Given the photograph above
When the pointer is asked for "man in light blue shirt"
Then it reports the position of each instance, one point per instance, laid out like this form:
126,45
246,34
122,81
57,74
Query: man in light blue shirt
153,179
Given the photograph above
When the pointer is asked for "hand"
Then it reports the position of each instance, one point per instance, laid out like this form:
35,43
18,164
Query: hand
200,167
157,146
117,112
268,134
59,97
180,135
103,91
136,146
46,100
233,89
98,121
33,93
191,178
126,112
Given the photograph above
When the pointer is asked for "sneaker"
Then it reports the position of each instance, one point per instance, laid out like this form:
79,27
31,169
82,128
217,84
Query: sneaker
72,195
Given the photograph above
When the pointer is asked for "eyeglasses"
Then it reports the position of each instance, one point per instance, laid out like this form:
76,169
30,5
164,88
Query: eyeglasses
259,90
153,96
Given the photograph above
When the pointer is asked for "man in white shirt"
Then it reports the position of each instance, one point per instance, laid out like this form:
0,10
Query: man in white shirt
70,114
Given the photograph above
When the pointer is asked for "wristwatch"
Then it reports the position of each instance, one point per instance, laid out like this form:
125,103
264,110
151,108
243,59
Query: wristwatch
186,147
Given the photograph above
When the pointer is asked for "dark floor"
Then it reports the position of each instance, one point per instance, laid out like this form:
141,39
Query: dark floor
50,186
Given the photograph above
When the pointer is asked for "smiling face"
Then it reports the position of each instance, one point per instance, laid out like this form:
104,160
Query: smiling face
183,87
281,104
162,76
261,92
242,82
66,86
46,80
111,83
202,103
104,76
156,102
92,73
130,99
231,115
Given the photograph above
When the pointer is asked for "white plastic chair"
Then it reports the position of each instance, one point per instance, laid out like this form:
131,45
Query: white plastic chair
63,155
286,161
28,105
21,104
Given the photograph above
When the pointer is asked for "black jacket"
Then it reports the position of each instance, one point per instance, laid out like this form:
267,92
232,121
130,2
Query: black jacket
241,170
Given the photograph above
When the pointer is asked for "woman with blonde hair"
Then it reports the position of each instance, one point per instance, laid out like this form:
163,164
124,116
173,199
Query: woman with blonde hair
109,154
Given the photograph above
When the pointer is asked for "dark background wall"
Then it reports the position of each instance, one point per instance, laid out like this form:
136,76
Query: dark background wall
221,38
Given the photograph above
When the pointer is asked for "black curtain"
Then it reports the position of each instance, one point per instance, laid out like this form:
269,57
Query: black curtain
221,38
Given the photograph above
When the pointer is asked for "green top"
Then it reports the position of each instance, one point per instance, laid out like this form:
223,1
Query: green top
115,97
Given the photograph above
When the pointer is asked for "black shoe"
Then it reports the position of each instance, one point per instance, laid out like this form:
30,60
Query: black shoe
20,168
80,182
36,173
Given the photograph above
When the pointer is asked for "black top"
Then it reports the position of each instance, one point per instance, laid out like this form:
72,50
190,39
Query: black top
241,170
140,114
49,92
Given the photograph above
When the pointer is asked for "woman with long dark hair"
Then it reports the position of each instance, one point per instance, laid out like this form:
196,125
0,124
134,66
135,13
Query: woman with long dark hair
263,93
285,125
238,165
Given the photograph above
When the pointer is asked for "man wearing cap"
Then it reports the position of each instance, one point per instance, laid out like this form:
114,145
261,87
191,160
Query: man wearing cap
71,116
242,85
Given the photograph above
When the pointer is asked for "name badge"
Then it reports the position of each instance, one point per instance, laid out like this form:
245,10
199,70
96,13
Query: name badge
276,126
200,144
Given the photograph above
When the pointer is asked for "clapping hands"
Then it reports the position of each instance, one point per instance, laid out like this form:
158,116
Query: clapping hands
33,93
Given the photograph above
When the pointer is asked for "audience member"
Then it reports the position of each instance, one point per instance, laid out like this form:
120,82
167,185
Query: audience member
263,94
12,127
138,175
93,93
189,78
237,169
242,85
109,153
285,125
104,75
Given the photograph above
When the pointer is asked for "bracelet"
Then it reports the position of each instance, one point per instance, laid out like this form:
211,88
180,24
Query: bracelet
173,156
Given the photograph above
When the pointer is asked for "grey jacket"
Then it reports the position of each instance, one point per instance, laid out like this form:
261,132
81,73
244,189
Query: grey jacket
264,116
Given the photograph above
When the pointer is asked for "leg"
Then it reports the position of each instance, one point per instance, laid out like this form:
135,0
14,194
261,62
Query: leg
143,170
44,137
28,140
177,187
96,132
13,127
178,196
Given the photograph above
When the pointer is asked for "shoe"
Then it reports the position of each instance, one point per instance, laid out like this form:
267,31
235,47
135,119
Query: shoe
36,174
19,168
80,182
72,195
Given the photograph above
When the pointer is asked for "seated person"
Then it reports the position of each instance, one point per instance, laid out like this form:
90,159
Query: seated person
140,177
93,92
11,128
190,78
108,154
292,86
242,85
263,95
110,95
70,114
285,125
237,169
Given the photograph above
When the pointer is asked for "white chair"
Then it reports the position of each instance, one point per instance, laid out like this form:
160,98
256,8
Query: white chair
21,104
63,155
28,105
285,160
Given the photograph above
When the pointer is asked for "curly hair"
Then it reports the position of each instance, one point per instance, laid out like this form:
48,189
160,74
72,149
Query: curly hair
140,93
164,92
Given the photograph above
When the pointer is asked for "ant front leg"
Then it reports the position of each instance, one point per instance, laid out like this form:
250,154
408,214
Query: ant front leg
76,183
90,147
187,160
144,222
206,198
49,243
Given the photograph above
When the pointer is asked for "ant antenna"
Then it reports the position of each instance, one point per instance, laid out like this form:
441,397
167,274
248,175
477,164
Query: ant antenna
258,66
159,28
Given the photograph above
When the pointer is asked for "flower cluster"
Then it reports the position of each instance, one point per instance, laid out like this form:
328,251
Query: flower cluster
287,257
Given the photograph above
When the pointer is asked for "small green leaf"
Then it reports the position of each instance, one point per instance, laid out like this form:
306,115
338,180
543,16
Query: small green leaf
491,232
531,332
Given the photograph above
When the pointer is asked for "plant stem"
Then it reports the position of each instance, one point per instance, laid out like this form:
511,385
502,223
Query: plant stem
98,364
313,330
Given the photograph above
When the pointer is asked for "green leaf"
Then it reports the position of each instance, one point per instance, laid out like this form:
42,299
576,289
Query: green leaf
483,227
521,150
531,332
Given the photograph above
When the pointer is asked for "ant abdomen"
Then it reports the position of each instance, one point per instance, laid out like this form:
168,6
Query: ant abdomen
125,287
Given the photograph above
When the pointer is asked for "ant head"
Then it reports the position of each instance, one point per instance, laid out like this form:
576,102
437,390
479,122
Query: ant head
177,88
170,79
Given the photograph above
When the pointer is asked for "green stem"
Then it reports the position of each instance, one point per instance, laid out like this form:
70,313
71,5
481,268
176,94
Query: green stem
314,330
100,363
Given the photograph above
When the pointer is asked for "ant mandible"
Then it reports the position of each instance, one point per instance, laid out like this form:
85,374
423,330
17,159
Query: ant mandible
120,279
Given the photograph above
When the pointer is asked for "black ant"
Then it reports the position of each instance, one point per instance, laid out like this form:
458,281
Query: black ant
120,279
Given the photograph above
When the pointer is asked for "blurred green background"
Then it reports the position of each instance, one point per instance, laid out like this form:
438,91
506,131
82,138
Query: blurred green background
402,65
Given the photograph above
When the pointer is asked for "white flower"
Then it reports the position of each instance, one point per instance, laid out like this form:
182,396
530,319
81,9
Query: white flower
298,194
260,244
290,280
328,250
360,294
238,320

——————

Each entry should be duplicated exactly as it was given.

## Result for this exercise
Given the photograph above
When the pointer is asked for "man in light blue shirt"
Then it reports the position of each instance, one point per instance, laid out like this form:
126,45
246,34
122,81
57,74
Query: man in light blue shirt
153,179
Given the photograph above
When the pointer is asked for "hand"
Then it reports the position of each instance, one point per instance, laid out like this form:
35,43
18,164
Query: hand
200,167
157,146
117,112
268,134
59,97
180,135
103,91
136,146
46,100
233,89
98,121
33,93
191,178
126,112
Given the photograph above
When the pointer is asked for "sneaker"
Then it reports the position of each instance, one point per instance, laid out like this form:
79,27
31,169
82,128
217,84
Query: sneaker
72,195
Given the photograph above
When the pointer is asked for "eyeglasses"
Then it reports the position of each instance, one point per instance, laid out like this form:
76,169
30,5
164,88
Query: eyeglasses
259,90
153,96
Given the photograph above
When the pointer is asked for "man in white shirt"
Then it reports the position of each instance, one point per instance, laid out like this form:
0,10
Query: man in white shirt
70,114
Given the photograph above
When the pointer is asked for "wristwatch"
Then it reports the position of each instance, one point per instance, laid out like this form:
125,103
264,110
151,108
243,59
Query: wristwatch
186,147
Given the photograph above
When the pointer is asked for "dark floor"
Then it reports the position of each instance, one point per instance, laid out like this form:
141,39
Query: dark floor
50,186
Given the photograph above
When the pointer is asked for "smiling face"
Then it reports the position of each instance, one point per instance, laid out like this form:
104,160
Query: smiling face
183,87
281,104
162,76
261,92
242,82
66,86
46,80
111,83
202,103
104,76
156,102
92,73
130,99
231,115
Given the photograph above
When the pointer is asked for "white plastic chair"
Then it reports the position of each instance, one point per instance, laid out like this form:
131,45
Query: white plastic chair
63,155
286,161
28,105
21,104
Given the photograph above
When the pointer is asked for "black jacket"
Then it reports the position of each instance, one point per instance, laid out like this form:
267,92
232,121
130,2
Query: black jacket
241,170
Given the photograph above
When the pointer is asked for "woman with blonde hair"
Then it reports the position of each instance, one point per instance, laid out like this form:
163,164
124,116
173,199
Query: woman with blonde hair
109,154
Given the photograph above
When the pointer is asked for "dark background wall"
Then it reports the position of each instance, one point per instance, laid out like this form:
136,76
Query: dark background wall
221,38
Given the photograph above
When the pointer is asked for "black curtain"
Then it reports the position of each instance, one point per instance, laid out like this form:
269,57
Query: black curtain
221,38
Given the photograph above
When the pointer is asked for "green top"
Then it reports the position of each instance, one point per instance, laid out like this form:
223,1
Query: green top
115,97
Given the photograph above
When the pointer is asked for "black shoe"
Then it reports the position of each instance, one point per instance, laid out like this form:
30,60
Query: black shoe
20,168
80,182
36,173
Given the photograph above
When the pointer is asked for "black top"
Then it reports the position of each instance, one point per instance, laid out like this form:
72,50
190,39
Query: black top
241,170
140,114
49,92
Given the photograph above
When the pointer is asked for "woman with long dark hair"
Then it reports the position of each instance, one point per instance, laid out like this form:
196,125
0,124
134,66
135,13
Query: woman with long dark hair
263,93
285,125
238,165
Given the photograph above
When the pointer is asked for "man wearing cap"
Then it reports the position of each instance, one point per instance, laid out like this form:
114,145
261,87
191,160
Query: man wearing cap
71,116
242,85
Given the photograph above
When the pointer is asked for "name badge"
Then it reports the position of each instance, one point per instance, laid out like this form:
245,10
199,70
96,13
Query: name badge
276,126
200,144
Given the photograph above
When the pointer is asked for "clapping hands"
Then it reports the position of each instance, one point per instance, laid out like this form:
158,116
Query: clapping hands
33,93
Given the photograph above
When the pointer is asked for "audience member"
Then it reports the position of each instance, one point per instance, laid out like this form:
120,82
167,185
Query: audience member
263,94
12,127
138,175
93,93
189,78
237,169
242,85
109,153
285,125
104,75
Given the photograph above
When the pointer is asked for "bracelet"
Then it reports the position of each instance, one point per instance, laid out like this form:
211,88
180,24
Query: bracelet
173,156
Given the photograph above
When the pointer is asked for "grey jacket"
Then it reports the position of each instance, one point per instance, laid out like this form:
261,132
81,73
244,189
Query: grey jacket
264,116
Given the photograph above
When the pointer is asked for "leg"
Then it reports the position of each instance, one point per instance, laid out like this form:
135,0
14,194
261,62
Query: leg
143,170
44,137
28,140
177,187
96,132
13,127
178,196
Given the photograph above
When the pointer is asked for "shoe"
Then it reports the position of each instance, one point per instance, laid out like this form:
267,31
235,47
135,119
Query: shoe
36,174
19,168
80,182
72,195
Given the photograph above
When the pointer is asked for "seated person"
Then it reports the position of each instance, one point per instance, laid out like this form:
90,159
Query: seated person
140,177
93,92
11,128
190,78
108,154
292,86
242,85
263,95
110,95
70,114
285,125
237,169
Given the photograph above
When the pointer is asked for "white chair"
Then it reports the position of each instance, one point per instance, laid out like this form:
160,98
256,8
Query: white chair
21,104
63,155
28,105
285,160
Given the photograph above
When the pointer is asked for "curly hair"
Then it reports the position of each instance, one point per instance, laid out like this form:
48,189
160,74
72,149
Query: curly hair
140,93
164,92
Given the photograph above
When the pointer is asked for "ant front leg"
Then it reports the position of each instance, one point per instance, laid out like this form:
250,154
408,214
Query: ant front leg
76,183
90,147
187,160
144,222
206,198
49,243
Given the photograph above
When the pointer is asked for "ant antenna"
Then it reports the position of each instance, one point per instance, laid out like this form:
441,397
167,274
248,175
477,164
Query: ant antenna
258,66
159,28
Given the photograph above
When the pointer is asked for "flower cluster"
Then it reports the position of each instance, one point per instance, laid out like this form:
328,251
Query: flower cluster
287,257
Given the photograph above
When the pointer is asked for "small green leaf"
Then it reports the position of each instance, one point per instance, laid out like this form:
306,115
338,180
543,16
Query: small green leaf
491,232
531,332
Given the photograph above
When the pointer is asked for "plant stem"
Then it reports the position of each instance, one point per instance, laid out like this form:
511,385
502,223
Query: plant stem
98,364
313,330
Given the photograph above
When the pointer is asked for "green leaf"
Then it reports the position of each instance, one point per instance, laid out like this form:
42,299
576,289
Query: green leaf
483,227
521,150
531,332
Given the photograph above
When the pointer is asked for "ant abdomen"
Then it reports the position of each instance, one point per instance, laid out like this form:
168,6
Query: ant abdomen
125,287
Given the photograph above
When the pointer is asked for "ant head"
Then it reports the position of each instance, one point per instance, laid out like this form:
576,102
437,390
479,122
Query: ant head
177,88
170,79
Given the photograph above
When the pointer is asked for "green stem"
Then it reports the position of each instance, one point per instance, laid out like this form:
70,313
71,5
481,268
176,94
Query: green stem
314,330
100,363
Given the photograph above
When the pointer is asked for "ant mandible"
Then it reports the position of each instance, one point per instance, laid out like this form:
85,374
423,330
17,159
Query: ant mandible
120,279
Given the photograph above
When the pointer is asked for "black ant"
Then it reports the position of each instance, one point per instance, laid out like this form:
458,281
Query: black ant
120,279
Given the photograph above
When the pointer is asked for "blurred green background"
Then it reports the position of each instance, one point per instance, laid out like this form:
438,91
506,131
82,138
Query: blurred green background
402,65
Given the photograph above
When the pointer is asked for "white flower"
Then it reports the position of each instance, one point per instance, laid out like this form:
182,396
530,319
81,9
Query: white flower
298,194
260,244
290,280
328,250
360,294
238,320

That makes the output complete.